**SOURCE DOCUMENT**
Name	Name	Last commit message	Last commit date
parent directory ..
tests	tests
.dockerignore	.dockerignore
.gcloudignore	.gcloudignore
.gitignore	.gitignore
Dockerfile	Dockerfile
README.md	README.md
cloudbuild.yaml	cloudbuild.yaml
main.py	main.py
metadata.json	metadata.json
requirements.txt	requirements.txt

Dataflow Flex Template: De-identify CSVs in GCS (DLP) → BigQuery

A runnable Flex Template that takes CSVs in Cloud Storage, calls DLP to de-identify sensitive fields, and writes sanitized rows to BigQuery.

Prerequisites

Google Cloud project with billing enabled

You can run commands either in Cloud Shell or locally with the gcloud CLI

A DLP De-identification Template (projects/<P>/locations/<L>/deidentifyTemplates/<ID>)

Parameters

Name	Required	Default	Description
`file_pattern`	✅	—	GCS glob to input CSVs
`dataset`	✅	—	BigQuery dataset (table is created if needed)
`deidentify_template_name`	✅	—	`projects/<P>/locations/<L>/deidentifyTemplates/<ID>`
`csv_headers` or `headers_gcs_uri`	⚙️	—	Provide headers inline (comma-separated) or via a `gs://` file (first line is header)
`batch_size`	⚙️	500	CSV lines per DLP call
`dlp_api_retry_count`	⚙️	3	Retries per batch
`skip_header_lines`	⚙️	1	Header lines to skip in `ReadFromText`
`output_table`	⚙️	`output_<templateId>`	Output table name within `dataset`

CSV & headers: The CSV must have the same column order/count as the header names you supply. The DLP table item uses those names when returning de-identified rows.

Quickstart (Cloud Shell or local with gcloud)

Variables

# Run from: examples/dataflow-dlp-flex-deid/
export PROJECT_ID="<YOUR_PROJECT_ID>"
export REGION="us-central1"
export DATASET="sensitive_data"
export STAGING_BUCKET_NAME="${PROJECT_ID}-dataflow-assets"
export AR_REPO_NAME="dataflow-images"
export IMAGE_TAG="${REGION}-docker.pkg.dev/${PROJECT_ID}/${AR_REPO_NAME}/dlp-csv-deid:latest"
export TEMPLATE_SPEC="gs://${STAGING_BUCKET_NAME}/templates/dlp-csv-deid.json"
export DEID_TEMPLATE_NAME="projects/${PROJECT_ID}/locations/global/deidentifyTemplates/<TEMPLATE_ID>"
export SERVICE_ACCOUNT_NAME="dlp-flex-template-runner"
export SERVICE_ACCOUNT_EMAIL="${SERVICE_ACCOUNT_NAME}@${PROJECT_ID}.iam.gserviceaccount.com"

**SUPPLIED DATA**
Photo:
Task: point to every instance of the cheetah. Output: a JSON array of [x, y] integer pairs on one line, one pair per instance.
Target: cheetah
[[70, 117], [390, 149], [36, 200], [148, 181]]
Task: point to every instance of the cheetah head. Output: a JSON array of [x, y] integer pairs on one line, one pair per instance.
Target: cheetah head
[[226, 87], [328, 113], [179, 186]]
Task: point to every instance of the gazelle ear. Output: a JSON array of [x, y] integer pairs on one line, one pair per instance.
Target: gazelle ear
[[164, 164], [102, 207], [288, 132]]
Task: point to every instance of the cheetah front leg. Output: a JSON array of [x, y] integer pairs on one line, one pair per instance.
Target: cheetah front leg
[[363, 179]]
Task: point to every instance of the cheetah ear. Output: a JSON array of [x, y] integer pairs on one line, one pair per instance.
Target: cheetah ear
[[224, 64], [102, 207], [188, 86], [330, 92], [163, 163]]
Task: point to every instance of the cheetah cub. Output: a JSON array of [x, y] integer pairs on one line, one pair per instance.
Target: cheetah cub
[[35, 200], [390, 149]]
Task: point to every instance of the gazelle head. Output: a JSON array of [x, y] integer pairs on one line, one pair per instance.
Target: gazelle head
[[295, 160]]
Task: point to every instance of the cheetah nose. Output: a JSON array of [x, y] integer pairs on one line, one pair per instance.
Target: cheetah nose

**WHAT THE EXERCISE ASKS**
Transcribe a portion of the Dataflow template README word for word, starting at "CSV & headers: The" and ending after "returning de-identified rows.".

**FINISHED ANSWER**
CSV & headers: The CSV must have the same column order/count as the header names you supply. The DLP table item uses those names when returning de-identified rows.